## Цитируемый отрывок
──────────
Читаем Тесен круг. Пушкин среди друзей и… не только полностью

Но вот закончен «Конрад Валленрод». Вяземский сделал всё, чтобы рукопись благополучно прошла цензуру. Теперь надо ехать в Петербург договариваться об издании поэмы. Московские друзья устроили Мицкевичу прощальный вечер. Поэту подарили серебряный кубок, на котором были выгравированы фамилии участников вечера — Баратынского, братьев Киреевских, Рожалина, Полевого, Шевырева, Соболевского. Вечер состоялся в доме последнего (Козицкий переулок, 5), Мицкевич так писал о расставании с Первопрестольной: «Уехал из Москвы не без сожаления. Перед отъездом литераторы устроили мне прощальный вечор. Были стихи и песни, мне подарили на память серебряный кубок с надписями присутствовавших. Я был глубоко растроган, импровизировал благодарность по-французски, принятую с восторгом. Прощались со мной со слезами».

В Петербурге Мицкевичу неожиданно повезло — он не только договорился об издании поэмы, но и с успехом хлопотал о разрешении выезда на родину. Во всяком случае, ответы всех инстанций были самыми обнадёживающими. В Северной столице польский изгнанник ещё теснее сошёлся с Пушкиным:

Шёл дождь. Укрывшись под одним плащом,Стояли двое в сумраке ночном.Один, гонимый царским произволом,
Сын Запада, безвестный был пришлец;Другой был русский, вольности певец, —

вспоминал Мицкевич об одной из встреч с великим собратом по перу.

Весной 1829 года вопрос с отъездом был наконец решён, и благодарный поэт на крыльях полетел в Москву — проститься с друзьями. Прощались с Мицкевичем у Погодина. На последней встрече присутствовали: Пушкин, Аксаков, Верстовский, Козлов, Щепкин, Хомяков.

— В вашем лице я восторгаюсь великим поэтом и люблю человека доброго и чуткого. Будьте счастливы и не забывайте нас, — сказал самый старший из присутствовавших несчастный слепец И. И. Козлов.
──────────
## Собранные данные
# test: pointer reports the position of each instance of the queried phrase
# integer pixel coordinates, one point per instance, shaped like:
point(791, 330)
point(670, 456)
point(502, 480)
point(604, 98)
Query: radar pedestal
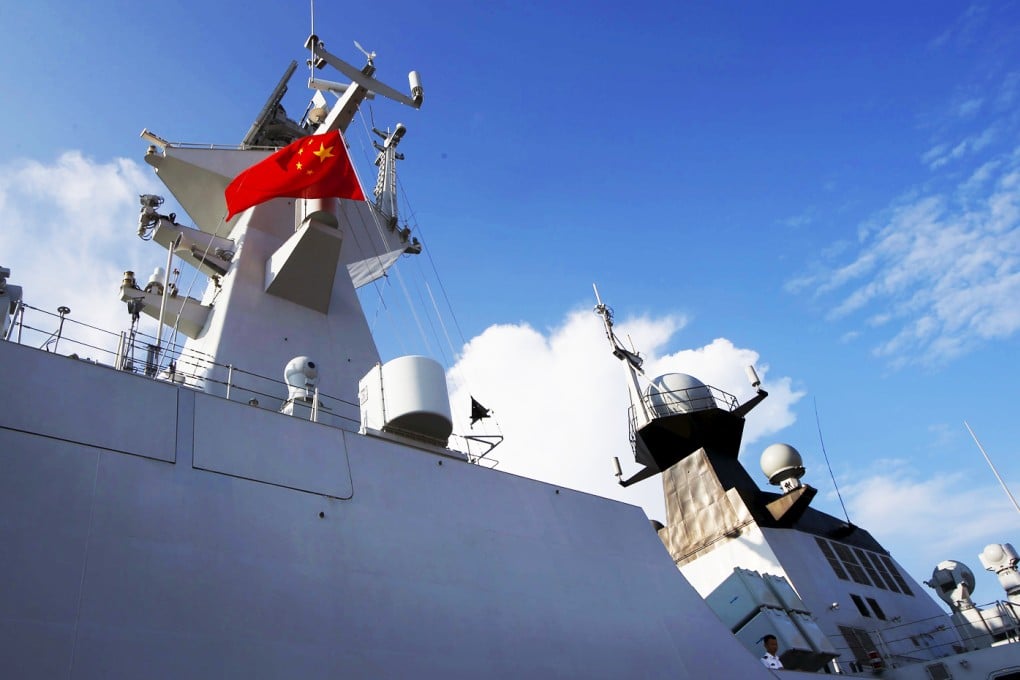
point(784, 467)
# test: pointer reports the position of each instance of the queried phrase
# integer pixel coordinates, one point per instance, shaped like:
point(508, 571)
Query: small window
point(861, 607)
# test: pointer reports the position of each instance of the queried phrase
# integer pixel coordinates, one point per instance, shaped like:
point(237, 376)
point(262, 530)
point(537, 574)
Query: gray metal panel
point(290, 452)
point(79, 401)
point(429, 570)
point(46, 490)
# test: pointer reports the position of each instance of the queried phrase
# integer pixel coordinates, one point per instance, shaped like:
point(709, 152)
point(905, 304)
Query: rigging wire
point(818, 423)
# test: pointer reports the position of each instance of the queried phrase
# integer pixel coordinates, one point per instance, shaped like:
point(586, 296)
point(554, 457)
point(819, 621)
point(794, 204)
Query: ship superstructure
point(769, 564)
point(184, 513)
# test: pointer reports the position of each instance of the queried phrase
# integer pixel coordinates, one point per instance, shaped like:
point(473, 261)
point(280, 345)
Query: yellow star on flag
point(323, 152)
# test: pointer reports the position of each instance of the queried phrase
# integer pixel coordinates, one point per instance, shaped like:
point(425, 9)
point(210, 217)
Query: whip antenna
point(818, 423)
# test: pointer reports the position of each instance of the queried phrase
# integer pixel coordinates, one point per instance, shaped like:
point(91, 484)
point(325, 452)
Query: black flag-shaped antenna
point(477, 411)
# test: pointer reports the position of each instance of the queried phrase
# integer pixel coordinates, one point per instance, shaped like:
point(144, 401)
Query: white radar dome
point(782, 465)
point(301, 375)
point(678, 393)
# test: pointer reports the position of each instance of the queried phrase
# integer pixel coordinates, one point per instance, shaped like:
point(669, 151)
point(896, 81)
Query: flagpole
point(993, 470)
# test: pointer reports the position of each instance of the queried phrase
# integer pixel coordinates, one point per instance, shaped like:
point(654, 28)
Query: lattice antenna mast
point(631, 360)
point(386, 184)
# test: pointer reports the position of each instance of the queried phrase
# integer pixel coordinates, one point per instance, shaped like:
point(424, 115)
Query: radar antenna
point(368, 55)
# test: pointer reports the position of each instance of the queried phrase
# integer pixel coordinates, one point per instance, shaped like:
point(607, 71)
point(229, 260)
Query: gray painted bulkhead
point(150, 530)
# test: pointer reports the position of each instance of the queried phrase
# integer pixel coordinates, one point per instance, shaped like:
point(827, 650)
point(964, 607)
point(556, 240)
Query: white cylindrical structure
point(407, 396)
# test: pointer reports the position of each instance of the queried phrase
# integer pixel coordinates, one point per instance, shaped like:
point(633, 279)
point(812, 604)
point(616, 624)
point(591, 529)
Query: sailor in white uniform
point(769, 659)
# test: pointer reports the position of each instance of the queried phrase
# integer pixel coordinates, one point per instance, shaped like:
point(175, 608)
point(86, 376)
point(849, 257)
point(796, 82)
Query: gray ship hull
point(151, 530)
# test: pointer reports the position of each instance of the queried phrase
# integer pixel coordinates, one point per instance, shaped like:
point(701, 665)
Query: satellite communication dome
point(301, 375)
point(782, 465)
point(678, 393)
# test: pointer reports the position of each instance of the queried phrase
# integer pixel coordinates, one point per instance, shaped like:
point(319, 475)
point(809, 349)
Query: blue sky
point(830, 192)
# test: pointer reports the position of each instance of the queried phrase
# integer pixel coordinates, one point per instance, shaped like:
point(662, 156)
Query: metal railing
point(689, 400)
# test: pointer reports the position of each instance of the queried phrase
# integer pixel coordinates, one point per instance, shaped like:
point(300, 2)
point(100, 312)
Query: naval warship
point(177, 511)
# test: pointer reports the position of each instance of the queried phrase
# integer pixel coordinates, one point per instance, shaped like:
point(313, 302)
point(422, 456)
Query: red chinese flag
point(312, 167)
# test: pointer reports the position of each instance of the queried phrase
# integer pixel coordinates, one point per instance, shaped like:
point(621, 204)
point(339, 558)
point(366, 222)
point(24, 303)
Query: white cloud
point(921, 516)
point(67, 236)
point(560, 397)
point(940, 271)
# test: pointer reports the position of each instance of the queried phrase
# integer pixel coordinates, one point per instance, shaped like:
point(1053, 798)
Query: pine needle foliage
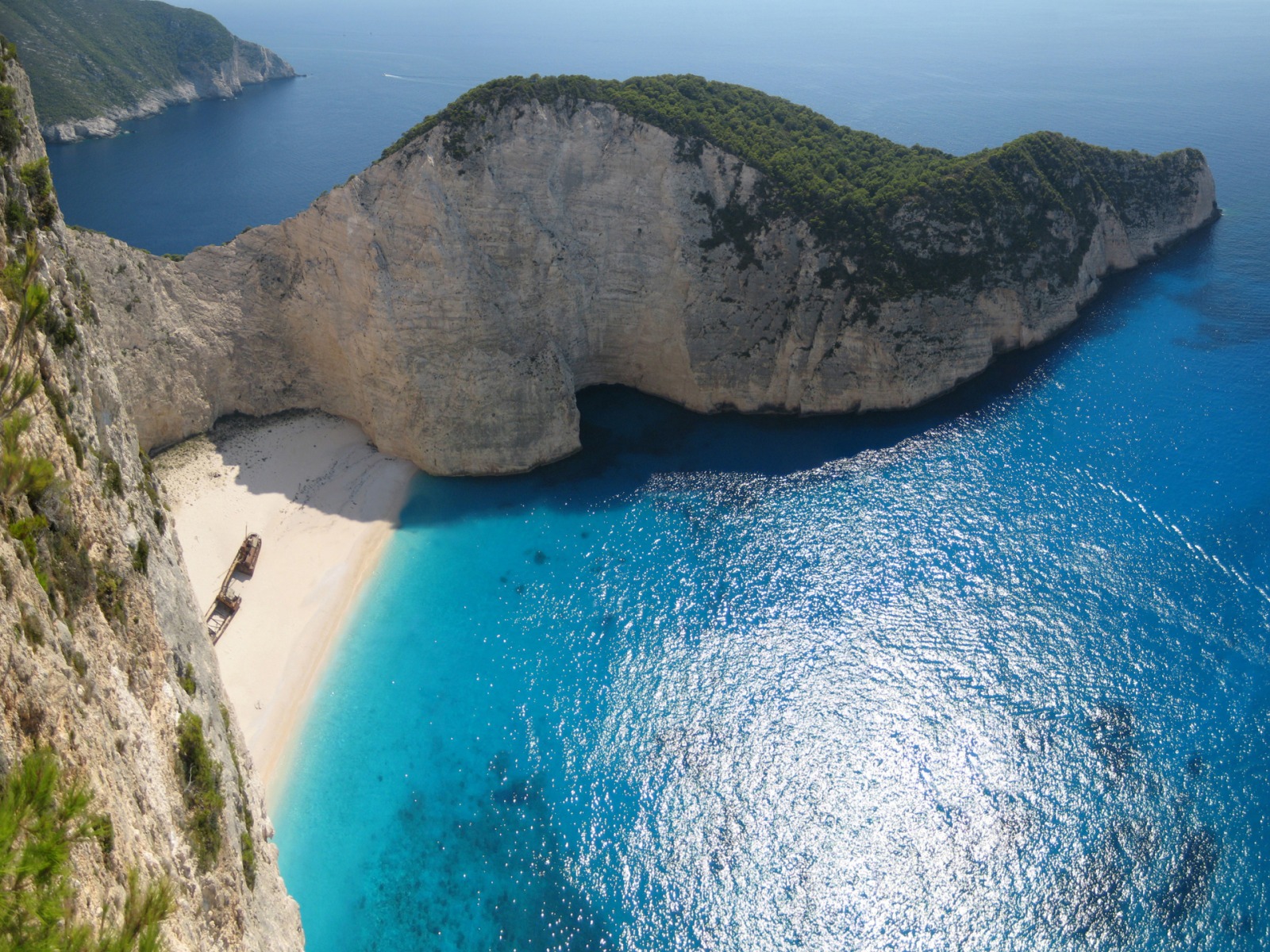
point(42, 818)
──────────
## Задания
(1) Ответьте по отрывку о Мицкевиче на три вопроса:
(a) Что было выгравировано на серебряном кубке, подаренном поэту?
(b) На каком языке Мицкевич импровизировал благодарность?
(c) У кого прощались с Мицкевичем на последней встрече?
(2) Определите, соответствуют ли отрывку следующие утверждения. Каждый ответ подтвердите дословной цитатой из отрывка.
(a) В Петербурге Мицкевичу не удалось договориться об издании поэмы.
(b) Вопрос с отъездом Мицкевича был решён весной 1829 года.
(c) Самым старшим из присутствовавших на последней встрече был Щепкин.
Данные к этой работе отношения не имеют.

## Ответы
(1)
(a) Фамилии участников вечера: Баратынского, братьев Киреевских, Рожалина, Полевого, Шевырева, Соболевского.
(b) По-французски.
(c) У Погодина.

(2)
(a) Нет: «он не только договорился об издании поэмы, но и с успехом хлопотал о разрешении выезда на родину».
(b) Да: «Весной 1829 года вопрос с отъездом был наконец решён».
(c) Нет: «сказал самый старший из присутствовавших несчастный слепец И. И. Козлов».